→ **Task to complete**:
Rewrite the listing from the line containing "Look at the photograph above. For each instance of the white" through its end, requests included. Add 146 to every x and y coordinate in the answers.

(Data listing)
┄┄┄┄┄┄
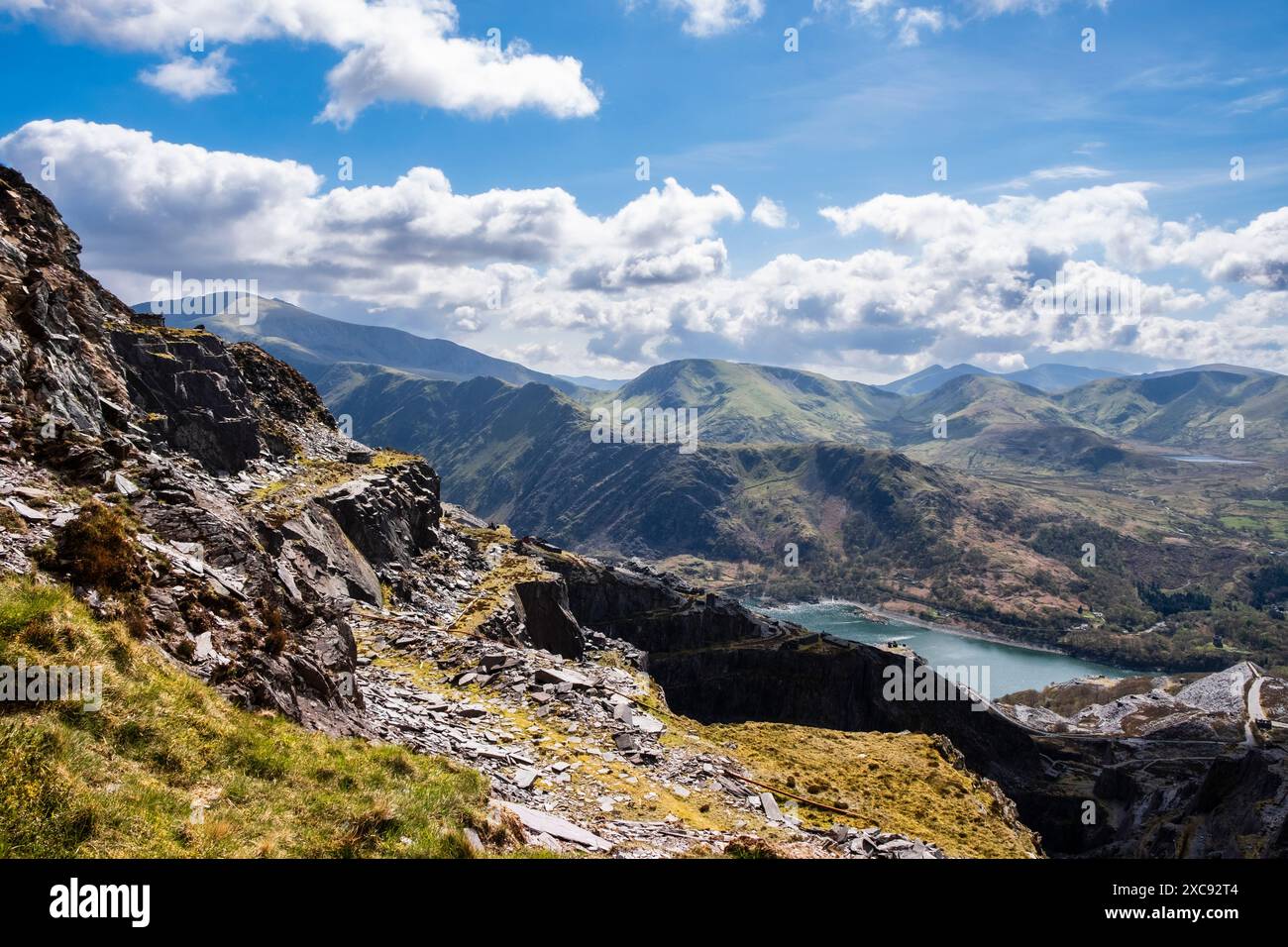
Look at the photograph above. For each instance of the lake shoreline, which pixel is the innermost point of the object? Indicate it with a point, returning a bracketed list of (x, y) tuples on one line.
[(877, 617)]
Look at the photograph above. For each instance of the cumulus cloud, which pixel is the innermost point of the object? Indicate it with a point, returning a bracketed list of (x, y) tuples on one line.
[(192, 78), (913, 20), (939, 278), (769, 213), (402, 51)]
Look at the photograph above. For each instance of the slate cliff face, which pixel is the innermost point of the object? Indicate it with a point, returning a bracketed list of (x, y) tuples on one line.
[(268, 536)]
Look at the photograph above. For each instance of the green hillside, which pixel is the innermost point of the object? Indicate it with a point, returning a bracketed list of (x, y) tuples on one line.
[(313, 343), (748, 403), (1189, 410)]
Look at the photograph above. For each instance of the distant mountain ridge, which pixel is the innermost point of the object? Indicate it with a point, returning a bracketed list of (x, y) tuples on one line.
[(313, 343), (1050, 377)]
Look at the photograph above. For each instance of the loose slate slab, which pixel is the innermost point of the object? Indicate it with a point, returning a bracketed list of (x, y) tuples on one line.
[(545, 823)]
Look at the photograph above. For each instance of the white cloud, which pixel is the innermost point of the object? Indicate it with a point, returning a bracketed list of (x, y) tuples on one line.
[(400, 51), (945, 279), (192, 78), (1254, 103), (1059, 172), (909, 24), (769, 213), (913, 20), (712, 17)]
┄┄┄┄┄┄
→ **Exercise solution**:
Look at the photograph above. For each instance of the white cloud, which pixel is the innermost point of the object? Indicate it with a point, returning a bracketed list of (x, y) tuples on one line.
[(546, 197), (1091, 425), (338, 224), (1400, 249), (1205, 318), (1055, 170), (915, 359), (1059, 166), (858, 163)]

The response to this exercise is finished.